> What you should do:
Rewrite the material from its first line through the line containing "x=216, y=280", switching "thickest" to "widest" and leaving everything else unchanged.

○ ○ ○ ○ ○ ○ ○

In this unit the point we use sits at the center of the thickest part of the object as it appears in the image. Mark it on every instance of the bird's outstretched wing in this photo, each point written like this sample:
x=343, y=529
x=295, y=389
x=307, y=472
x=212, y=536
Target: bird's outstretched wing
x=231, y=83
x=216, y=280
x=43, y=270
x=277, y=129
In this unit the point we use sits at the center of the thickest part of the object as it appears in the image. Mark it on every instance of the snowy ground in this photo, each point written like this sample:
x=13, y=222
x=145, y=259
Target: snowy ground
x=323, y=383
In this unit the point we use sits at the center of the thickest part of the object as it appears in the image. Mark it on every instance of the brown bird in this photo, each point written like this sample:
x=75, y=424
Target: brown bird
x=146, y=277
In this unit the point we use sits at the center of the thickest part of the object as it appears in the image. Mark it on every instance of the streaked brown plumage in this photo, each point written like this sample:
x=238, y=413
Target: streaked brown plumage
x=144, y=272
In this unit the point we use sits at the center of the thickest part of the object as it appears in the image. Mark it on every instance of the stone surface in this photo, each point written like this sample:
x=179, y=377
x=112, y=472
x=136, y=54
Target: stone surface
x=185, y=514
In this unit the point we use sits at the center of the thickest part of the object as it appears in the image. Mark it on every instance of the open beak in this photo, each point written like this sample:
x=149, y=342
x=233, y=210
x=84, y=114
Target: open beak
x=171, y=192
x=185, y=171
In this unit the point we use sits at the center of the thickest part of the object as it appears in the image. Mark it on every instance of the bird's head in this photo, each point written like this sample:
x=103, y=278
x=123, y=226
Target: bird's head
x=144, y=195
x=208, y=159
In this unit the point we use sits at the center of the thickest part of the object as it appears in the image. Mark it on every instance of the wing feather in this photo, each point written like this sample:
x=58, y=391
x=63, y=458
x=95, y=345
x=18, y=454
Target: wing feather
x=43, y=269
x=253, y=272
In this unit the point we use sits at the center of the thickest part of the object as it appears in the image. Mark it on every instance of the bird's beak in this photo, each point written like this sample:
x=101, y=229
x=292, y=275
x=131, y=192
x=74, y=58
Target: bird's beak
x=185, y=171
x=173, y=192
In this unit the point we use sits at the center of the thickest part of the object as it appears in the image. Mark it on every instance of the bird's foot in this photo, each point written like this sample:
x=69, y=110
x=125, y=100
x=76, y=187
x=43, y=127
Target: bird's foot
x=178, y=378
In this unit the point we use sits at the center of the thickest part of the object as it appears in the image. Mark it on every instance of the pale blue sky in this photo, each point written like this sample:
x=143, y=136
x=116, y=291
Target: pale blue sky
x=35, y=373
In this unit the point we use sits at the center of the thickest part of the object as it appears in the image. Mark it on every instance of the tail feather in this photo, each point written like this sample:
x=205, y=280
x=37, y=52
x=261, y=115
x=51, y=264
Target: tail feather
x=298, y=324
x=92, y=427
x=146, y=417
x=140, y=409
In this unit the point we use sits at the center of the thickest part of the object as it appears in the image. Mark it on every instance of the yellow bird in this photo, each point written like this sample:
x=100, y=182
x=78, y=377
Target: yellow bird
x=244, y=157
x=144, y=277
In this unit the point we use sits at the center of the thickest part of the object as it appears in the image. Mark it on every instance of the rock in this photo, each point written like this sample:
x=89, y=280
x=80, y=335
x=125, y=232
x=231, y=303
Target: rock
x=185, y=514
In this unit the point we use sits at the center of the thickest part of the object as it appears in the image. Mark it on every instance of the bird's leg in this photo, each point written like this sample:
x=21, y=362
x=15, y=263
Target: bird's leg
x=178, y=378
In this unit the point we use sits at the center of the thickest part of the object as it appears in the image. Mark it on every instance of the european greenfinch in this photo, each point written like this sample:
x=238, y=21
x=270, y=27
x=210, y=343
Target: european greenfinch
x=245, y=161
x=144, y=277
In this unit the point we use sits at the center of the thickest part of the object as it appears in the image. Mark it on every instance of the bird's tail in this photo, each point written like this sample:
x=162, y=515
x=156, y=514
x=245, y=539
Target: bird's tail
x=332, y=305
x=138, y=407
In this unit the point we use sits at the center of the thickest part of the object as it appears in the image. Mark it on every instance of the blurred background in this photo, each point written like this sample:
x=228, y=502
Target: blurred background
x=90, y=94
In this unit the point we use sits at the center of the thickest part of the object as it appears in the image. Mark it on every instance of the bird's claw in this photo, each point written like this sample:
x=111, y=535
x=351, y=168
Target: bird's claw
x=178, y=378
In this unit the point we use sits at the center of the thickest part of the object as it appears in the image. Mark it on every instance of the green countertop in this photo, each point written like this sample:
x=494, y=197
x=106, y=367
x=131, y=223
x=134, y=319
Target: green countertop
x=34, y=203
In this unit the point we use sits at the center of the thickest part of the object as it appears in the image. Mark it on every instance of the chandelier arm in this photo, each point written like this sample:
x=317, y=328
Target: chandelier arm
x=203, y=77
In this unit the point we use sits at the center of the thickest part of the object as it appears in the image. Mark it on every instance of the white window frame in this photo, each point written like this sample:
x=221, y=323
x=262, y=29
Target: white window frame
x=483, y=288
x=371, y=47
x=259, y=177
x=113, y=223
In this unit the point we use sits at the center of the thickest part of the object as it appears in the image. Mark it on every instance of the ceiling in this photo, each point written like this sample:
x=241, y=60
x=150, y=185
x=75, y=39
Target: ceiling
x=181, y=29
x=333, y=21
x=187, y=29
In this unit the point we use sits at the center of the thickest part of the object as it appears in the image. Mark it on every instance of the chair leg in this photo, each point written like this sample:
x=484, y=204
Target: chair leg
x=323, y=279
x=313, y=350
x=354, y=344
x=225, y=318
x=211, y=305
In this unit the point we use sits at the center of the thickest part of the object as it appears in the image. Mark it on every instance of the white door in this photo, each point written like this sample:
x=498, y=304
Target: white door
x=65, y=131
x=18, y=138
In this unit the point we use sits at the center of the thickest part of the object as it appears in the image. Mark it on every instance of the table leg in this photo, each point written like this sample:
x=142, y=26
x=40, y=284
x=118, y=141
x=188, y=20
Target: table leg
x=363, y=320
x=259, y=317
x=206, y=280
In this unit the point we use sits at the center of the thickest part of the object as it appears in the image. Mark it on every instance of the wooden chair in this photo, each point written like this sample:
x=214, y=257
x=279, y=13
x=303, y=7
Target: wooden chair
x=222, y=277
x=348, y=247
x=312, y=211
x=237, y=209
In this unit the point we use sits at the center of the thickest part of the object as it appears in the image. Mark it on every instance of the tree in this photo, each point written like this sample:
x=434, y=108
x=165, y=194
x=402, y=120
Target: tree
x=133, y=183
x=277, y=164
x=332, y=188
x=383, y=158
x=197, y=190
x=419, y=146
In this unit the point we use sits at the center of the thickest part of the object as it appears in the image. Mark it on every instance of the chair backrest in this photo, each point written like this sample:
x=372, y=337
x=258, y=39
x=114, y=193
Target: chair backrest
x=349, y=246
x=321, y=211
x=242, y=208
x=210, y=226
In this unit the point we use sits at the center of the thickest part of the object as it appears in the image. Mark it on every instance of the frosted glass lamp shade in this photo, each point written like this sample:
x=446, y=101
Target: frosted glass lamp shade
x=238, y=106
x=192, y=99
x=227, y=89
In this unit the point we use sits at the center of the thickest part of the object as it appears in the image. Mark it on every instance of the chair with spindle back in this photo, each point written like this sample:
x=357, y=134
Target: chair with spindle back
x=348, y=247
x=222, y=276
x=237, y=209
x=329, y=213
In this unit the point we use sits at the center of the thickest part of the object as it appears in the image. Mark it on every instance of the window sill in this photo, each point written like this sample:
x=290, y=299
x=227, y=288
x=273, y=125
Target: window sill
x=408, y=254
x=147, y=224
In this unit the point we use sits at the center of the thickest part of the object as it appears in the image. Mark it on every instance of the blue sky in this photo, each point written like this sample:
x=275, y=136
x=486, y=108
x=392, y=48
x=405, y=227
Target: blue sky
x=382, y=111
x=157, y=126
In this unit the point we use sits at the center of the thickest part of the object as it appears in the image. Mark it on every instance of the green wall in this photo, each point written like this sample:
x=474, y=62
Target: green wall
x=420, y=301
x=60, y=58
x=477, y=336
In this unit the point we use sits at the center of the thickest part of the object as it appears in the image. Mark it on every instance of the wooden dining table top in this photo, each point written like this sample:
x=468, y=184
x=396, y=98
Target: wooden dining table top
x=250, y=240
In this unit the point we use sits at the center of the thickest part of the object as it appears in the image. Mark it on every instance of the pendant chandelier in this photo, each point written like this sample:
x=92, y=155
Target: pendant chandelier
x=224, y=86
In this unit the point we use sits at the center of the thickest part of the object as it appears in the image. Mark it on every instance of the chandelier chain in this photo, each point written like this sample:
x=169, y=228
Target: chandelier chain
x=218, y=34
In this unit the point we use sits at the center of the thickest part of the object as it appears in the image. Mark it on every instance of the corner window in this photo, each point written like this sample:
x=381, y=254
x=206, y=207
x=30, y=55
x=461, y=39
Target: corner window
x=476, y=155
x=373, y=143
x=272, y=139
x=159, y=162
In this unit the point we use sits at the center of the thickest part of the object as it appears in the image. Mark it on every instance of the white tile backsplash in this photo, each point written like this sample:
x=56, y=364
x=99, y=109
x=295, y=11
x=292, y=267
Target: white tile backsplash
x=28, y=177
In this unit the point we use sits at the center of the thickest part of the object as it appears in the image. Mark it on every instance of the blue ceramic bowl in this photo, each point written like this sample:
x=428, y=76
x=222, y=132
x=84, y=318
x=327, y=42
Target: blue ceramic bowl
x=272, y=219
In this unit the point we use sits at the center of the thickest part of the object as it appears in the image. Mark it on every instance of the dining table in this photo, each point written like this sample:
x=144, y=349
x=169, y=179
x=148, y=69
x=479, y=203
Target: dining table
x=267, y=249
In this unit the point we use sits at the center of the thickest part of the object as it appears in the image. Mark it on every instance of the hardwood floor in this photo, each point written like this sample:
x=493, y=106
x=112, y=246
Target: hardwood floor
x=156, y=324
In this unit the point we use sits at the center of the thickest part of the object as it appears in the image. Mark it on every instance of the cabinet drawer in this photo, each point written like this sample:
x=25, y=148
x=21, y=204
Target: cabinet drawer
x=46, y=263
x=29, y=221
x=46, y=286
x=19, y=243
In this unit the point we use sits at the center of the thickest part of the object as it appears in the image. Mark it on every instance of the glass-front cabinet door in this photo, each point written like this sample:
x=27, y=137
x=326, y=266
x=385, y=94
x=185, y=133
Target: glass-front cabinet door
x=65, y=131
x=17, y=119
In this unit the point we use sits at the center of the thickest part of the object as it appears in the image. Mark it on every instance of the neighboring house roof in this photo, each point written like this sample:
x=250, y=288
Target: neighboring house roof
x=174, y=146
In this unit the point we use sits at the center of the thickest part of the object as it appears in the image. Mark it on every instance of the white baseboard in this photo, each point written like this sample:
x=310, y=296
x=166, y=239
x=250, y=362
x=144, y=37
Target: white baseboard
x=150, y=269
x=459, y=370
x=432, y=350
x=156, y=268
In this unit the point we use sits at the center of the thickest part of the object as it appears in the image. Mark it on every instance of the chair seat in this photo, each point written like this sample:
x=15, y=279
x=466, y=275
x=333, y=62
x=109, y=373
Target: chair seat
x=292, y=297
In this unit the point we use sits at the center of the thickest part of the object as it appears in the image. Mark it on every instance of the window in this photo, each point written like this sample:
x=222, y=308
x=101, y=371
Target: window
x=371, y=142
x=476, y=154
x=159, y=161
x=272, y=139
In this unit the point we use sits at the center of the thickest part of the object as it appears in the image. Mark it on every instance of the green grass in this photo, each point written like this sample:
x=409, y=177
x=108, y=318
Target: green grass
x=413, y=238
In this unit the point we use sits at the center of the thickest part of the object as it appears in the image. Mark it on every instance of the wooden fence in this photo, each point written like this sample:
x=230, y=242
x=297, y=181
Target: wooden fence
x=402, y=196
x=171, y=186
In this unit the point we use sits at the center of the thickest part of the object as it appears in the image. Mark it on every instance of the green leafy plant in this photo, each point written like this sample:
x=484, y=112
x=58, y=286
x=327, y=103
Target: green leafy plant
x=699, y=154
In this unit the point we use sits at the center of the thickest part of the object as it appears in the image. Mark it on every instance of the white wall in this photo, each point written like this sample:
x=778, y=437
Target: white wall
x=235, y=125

○ ○ ○ ○ ○ ○ ○

> Correct output:
In this unit the point we use sits at the center of the widest part of the object as it appears in the image. Mark it on every instance of the bird's outstretched wing in this photo, each point written like this sample:
x=343, y=529
x=295, y=389
x=307, y=472
x=212, y=536
Target: bird's outstretched wing
x=231, y=83
x=216, y=280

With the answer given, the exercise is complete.